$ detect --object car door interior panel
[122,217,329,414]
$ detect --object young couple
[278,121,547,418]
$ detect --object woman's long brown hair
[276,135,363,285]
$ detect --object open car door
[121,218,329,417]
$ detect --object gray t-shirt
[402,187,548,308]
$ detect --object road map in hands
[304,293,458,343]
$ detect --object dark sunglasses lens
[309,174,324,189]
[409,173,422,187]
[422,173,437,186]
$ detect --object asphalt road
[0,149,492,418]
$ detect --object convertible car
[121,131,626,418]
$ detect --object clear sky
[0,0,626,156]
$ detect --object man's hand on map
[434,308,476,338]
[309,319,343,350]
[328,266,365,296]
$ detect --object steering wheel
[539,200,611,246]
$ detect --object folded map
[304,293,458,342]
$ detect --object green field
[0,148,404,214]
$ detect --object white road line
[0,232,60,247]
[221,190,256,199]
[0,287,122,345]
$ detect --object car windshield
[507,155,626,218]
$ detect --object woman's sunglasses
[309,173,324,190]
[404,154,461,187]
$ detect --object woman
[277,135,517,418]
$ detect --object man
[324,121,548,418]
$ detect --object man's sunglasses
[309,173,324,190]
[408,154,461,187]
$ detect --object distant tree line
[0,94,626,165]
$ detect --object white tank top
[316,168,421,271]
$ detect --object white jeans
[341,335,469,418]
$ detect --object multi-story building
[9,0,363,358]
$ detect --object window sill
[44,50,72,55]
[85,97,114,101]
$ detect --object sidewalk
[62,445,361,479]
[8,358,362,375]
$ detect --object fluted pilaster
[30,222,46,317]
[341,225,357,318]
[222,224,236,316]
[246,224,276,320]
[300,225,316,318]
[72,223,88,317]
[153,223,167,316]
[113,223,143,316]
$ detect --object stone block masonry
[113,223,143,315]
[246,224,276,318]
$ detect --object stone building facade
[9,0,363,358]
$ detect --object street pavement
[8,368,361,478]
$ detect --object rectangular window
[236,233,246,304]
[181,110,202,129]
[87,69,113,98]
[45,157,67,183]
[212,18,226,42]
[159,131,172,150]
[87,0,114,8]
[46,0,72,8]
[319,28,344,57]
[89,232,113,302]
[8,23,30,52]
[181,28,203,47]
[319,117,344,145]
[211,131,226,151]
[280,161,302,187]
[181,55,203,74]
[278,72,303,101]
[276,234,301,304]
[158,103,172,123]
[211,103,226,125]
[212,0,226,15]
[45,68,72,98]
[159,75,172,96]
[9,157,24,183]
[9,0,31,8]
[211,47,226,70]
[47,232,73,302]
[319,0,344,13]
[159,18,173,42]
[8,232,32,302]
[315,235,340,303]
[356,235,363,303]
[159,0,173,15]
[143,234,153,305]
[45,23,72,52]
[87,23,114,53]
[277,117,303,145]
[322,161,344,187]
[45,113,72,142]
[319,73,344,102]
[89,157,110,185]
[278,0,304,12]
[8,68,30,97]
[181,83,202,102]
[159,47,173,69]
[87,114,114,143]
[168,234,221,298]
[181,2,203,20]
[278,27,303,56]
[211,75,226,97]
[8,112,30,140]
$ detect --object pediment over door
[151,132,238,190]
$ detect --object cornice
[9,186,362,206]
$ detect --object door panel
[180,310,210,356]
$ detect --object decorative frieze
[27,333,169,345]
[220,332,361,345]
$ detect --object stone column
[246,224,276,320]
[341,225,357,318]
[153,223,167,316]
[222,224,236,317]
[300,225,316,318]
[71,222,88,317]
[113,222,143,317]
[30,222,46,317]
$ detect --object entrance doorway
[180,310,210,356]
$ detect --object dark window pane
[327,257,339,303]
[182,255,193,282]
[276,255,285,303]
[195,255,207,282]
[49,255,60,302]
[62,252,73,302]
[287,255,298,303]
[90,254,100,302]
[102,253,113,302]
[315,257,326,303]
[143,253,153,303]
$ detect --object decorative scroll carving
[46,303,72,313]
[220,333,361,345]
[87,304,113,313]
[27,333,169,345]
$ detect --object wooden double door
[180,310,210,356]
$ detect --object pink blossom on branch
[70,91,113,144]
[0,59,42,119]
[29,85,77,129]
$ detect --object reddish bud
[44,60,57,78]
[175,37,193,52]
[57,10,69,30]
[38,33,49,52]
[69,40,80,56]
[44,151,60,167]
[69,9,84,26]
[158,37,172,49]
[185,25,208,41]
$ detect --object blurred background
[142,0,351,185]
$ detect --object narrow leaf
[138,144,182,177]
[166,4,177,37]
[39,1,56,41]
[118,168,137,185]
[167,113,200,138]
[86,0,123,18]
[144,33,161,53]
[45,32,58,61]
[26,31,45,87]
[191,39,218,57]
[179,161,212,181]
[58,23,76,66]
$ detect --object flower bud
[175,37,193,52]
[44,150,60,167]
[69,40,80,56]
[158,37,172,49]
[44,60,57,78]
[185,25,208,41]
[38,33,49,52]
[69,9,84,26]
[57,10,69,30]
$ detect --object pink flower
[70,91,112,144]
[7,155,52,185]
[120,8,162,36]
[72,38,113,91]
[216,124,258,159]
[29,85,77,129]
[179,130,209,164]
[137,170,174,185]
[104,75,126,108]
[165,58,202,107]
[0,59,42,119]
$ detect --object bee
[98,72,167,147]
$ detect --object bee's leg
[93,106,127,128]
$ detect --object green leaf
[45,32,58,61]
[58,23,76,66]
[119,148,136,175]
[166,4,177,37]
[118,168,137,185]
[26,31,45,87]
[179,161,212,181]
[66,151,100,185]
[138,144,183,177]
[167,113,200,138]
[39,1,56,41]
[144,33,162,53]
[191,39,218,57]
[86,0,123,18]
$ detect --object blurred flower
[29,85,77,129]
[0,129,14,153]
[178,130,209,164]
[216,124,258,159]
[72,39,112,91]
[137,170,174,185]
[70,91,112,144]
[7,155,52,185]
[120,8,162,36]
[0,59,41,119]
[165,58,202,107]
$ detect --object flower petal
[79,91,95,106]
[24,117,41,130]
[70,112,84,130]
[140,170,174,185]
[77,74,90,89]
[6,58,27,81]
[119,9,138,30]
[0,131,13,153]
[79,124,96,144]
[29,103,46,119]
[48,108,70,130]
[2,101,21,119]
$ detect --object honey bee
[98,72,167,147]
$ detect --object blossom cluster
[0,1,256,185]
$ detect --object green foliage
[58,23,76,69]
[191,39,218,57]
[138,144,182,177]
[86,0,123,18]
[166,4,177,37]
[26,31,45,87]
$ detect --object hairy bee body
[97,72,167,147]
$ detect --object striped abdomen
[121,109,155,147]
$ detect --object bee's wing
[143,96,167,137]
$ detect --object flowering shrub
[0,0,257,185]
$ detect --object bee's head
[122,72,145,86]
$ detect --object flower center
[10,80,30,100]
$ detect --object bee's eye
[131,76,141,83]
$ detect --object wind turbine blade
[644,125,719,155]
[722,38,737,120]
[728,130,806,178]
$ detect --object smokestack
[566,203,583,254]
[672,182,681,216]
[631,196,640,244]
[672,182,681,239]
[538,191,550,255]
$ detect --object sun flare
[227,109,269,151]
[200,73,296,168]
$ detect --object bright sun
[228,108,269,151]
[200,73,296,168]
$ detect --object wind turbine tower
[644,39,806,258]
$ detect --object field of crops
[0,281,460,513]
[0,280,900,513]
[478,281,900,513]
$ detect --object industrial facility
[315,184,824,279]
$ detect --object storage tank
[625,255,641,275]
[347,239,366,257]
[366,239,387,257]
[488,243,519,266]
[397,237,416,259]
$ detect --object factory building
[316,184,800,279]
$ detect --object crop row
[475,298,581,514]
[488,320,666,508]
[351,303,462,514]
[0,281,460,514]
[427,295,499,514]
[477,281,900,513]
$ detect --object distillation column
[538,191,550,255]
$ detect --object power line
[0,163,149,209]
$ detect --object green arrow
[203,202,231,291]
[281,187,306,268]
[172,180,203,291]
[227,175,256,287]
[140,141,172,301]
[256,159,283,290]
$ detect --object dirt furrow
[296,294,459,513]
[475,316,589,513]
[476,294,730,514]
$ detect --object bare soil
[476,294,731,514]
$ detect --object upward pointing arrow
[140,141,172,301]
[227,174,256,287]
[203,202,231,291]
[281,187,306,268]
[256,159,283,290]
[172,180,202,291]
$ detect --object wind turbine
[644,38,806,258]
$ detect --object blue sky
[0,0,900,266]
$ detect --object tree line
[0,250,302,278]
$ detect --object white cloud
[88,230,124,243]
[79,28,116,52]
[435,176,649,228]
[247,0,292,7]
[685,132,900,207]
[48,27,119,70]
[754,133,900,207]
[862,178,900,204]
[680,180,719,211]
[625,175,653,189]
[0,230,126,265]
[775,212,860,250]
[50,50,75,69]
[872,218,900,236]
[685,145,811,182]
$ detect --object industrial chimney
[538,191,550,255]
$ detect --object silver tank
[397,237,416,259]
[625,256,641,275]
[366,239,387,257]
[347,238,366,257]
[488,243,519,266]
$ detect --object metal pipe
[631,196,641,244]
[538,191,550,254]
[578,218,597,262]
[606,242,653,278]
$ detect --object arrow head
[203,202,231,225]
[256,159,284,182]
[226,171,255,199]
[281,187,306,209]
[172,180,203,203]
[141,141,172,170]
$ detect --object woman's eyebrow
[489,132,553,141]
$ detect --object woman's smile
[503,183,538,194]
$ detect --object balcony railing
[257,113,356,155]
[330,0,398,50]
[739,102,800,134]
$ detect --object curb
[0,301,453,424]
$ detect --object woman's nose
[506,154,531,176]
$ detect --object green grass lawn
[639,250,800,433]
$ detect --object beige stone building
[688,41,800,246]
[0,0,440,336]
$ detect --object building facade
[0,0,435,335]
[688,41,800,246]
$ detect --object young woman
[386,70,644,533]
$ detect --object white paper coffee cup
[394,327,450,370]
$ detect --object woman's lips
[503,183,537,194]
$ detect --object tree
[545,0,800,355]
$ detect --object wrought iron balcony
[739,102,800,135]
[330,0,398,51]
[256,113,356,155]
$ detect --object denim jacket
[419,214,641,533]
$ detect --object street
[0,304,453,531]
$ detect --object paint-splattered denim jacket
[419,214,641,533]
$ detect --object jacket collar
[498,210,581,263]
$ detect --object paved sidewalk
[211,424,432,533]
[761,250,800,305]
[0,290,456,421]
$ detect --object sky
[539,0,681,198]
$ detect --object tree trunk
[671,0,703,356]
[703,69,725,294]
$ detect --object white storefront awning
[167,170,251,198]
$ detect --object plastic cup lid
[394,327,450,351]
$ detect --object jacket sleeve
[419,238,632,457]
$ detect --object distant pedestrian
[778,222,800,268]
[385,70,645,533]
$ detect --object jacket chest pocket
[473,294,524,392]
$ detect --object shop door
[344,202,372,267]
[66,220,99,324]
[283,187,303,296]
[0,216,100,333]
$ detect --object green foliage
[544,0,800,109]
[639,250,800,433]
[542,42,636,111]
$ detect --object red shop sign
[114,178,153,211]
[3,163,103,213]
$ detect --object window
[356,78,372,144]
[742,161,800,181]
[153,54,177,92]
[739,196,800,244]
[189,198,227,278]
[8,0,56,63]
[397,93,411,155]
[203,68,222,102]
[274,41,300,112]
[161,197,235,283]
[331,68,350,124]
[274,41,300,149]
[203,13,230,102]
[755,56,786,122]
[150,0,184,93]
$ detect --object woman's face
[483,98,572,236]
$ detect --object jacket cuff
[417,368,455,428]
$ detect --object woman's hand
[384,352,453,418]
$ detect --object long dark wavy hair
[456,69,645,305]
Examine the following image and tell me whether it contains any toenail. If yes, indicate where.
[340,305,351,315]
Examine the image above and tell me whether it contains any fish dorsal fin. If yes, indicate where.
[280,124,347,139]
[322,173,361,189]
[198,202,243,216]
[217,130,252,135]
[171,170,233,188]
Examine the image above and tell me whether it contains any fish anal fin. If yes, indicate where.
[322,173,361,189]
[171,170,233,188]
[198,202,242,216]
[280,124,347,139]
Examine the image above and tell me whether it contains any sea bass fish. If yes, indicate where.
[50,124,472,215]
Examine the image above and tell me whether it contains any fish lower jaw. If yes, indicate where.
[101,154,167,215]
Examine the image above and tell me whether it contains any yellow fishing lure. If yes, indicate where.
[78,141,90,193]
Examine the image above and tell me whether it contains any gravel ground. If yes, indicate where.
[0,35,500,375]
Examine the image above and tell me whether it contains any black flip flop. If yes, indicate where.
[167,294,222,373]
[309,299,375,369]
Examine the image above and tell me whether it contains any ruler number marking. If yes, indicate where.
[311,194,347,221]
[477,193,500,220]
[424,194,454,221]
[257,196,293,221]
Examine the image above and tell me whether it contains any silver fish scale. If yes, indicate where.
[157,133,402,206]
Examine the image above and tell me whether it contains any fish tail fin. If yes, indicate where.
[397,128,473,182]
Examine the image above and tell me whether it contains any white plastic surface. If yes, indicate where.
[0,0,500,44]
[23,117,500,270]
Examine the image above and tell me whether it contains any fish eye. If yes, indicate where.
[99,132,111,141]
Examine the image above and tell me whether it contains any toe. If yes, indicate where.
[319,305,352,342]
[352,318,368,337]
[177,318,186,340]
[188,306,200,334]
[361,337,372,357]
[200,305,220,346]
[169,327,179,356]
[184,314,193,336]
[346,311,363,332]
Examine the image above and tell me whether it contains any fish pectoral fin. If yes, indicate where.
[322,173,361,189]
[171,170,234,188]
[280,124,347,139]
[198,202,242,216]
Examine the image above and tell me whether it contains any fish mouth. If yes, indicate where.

* Requirements *
Rescale everything from the line containing "dark wavy hair" down to the line containing "[0,35,500,375]", both ends included, by writing out every line in that span, item wording and all, with each bounding-box coordinate in the answers multiplied by 1.35 and rounded to a whole number, halves rounded up. Give only those lines.

* Complete output *
$ detect --object long dark wavy hair
[616,93,871,412]
Examine the following image and tell me whether it contains any toenail. If yes, indicate where.
[459,412,474,425]
Examine the image above and tell me whether it contains any fish dorsal fin. If yes, indicate where.
[378,167,468,188]
[435,234,487,255]
[267,273,328,292]
[293,176,340,182]
[231,230,315,254]
Examine the image above and tell me whether it contains any fish anal fin. If yes, indicate where.
[435,234,487,255]
[231,230,315,254]
[267,273,327,292]
[378,167,468,188]
Examine the image above and tell me whether it contains any sea bass fish. If yes, indicate where.
[68,167,637,290]
Examine the image above and tell me whether it contains any fish lower jaw. If yes, indicate where.
[136,208,225,290]
Examine the image above and tell me whether it contains any yellow fishing lure. If yes, indicate where.
[105,190,122,261]
Examine the image above and tell me whether it contains any gravel ground. If yes, indicate where.
[0,47,675,506]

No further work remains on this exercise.